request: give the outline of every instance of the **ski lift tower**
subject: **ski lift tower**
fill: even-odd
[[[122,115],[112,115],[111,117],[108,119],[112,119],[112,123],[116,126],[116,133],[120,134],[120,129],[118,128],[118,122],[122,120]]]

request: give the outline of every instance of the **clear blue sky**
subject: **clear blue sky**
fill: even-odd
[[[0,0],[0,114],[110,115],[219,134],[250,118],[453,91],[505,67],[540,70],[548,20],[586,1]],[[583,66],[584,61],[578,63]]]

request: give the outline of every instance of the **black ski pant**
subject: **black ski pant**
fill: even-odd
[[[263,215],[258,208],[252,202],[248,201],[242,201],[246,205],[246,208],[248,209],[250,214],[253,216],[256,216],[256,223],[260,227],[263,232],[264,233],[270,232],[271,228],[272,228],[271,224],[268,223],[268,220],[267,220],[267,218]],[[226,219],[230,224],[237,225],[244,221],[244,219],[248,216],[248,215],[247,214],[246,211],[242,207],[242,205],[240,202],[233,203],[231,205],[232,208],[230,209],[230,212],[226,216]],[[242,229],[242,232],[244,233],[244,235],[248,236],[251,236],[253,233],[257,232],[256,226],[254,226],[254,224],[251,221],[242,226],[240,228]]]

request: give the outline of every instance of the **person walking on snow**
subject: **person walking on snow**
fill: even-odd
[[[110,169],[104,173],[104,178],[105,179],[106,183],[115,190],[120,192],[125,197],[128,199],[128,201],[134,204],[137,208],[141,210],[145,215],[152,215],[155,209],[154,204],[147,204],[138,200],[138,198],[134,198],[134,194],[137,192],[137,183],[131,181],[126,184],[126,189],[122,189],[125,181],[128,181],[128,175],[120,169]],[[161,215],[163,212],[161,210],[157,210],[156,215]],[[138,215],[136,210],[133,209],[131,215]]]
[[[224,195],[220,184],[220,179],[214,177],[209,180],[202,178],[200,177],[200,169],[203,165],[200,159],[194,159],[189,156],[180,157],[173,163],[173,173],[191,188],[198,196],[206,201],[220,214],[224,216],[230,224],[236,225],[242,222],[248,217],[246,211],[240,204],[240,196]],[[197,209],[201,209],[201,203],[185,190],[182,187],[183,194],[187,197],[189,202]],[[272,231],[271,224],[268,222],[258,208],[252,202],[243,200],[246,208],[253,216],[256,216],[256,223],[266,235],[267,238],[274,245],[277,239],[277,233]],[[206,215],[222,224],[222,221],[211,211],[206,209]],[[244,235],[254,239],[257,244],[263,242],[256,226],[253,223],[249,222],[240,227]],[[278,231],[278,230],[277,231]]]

» **EXERCISE PROMPT**
Please write out the rows above again, changing "even-odd" to "nonzero" throughout and leaving everything else as it is.

» **RESULT OF THIS EXERCISE**
request: give the outline of every instance of the **ski lift tower**
subject: **ski lift tower**
fill: nonzero
[[[122,115],[112,115],[111,117],[108,119],[112,119],[112,123],[116,126],[116,133],[120,134],[120,129],[118,128],[118,122],[122,120]]]

request: give the outline of every instance of the **clear blue sky**
subject: **clear blue sky**
fill: nonzero
[[[0,0],[0,114],[110,115],[219,134],[250,118],[453,91],[505,67],[540,70],[548,20],[586,1]],[[583,66],[584,61],[578,63]]]

request: give the outline of every instance of the **black ski pant**
subject: **black ski pant**
fill: nonzero
[[[263,215],[258,208],[252,202],[248,201],[242,201],[246,205],[246,208],[248,209],[250,214],[253,216],[256,216],[256,223],[260,227],[263,232],[264,233],[270,232],[271,228],[272,228],[271,224],[268,223],[268,220],[267,220],[267,218]],[[226,219],[230,224],[237,225],[244,221],[244,219],[248,216],[248,215],[247,214],[246,211],[242,207],[242,205],[240,202],[233,203],[231,205],[232,208],[230,209],[230,212],[226,216]],[[242,229],[242,232],[244,233],[244,235],[248,236],[251,236],[253,233],[257,232],[256,226],[254,226],[254,224],[251,221],[242,226],[240,228]]]

request: give the outline of every instance of the **person walking on snow**
subject: **person walking on snow**
fill: nonzero
[[[110,169],[104,173],[104,178],[105,179],[106,183],[115,190],[120,192],[125,197],[128,199],[128,201],[134,204],[137,208],[141,210],[145,215],[152,215],[155,209],[154,204],[147,204],[138,200],[138,198],[134,198],[134,194],[137,192],[137,183],[131,181],[126,184],[126,189],[122,189],[125,181],[128,181],[128,175],[120,169]],[[161,215],[163,212],[161,210],[157,210],[156,215]],[[138,215],[136,210],[133,209],[131,215]]]
[[[224,195],[220,184],[220,179],[214,177],[209,180],[202,178],[200,177],[200,169],[203,165],[200,159],[194,159],[189,156],[180,157],[173,163],[173,173],[191,188],[198,196],[206,201],[220,214],[224,216],[230,224],[236,225],[242,222],[248,217],[246,211],[240,204],[240,196]],[[197,209],[201,209],[201,203],[185,190],[182,187],[183,194],[187,197],[189,202]],[[272,231],[271,224],[268,222],[258,208],[252,202],[243,200],[246,208],[253,216],[256,216],[256,223],[266,235],[267,238],[274,245],[277,239],[277,233]],[[206,215],[222,224],[222,221],[211,211],[206,209]],[[244,235],[254,239],[257,244],[263,242],[256,226],[253,223],[249,222],[240,227]],[[278,231],[278,230],[277,231]]]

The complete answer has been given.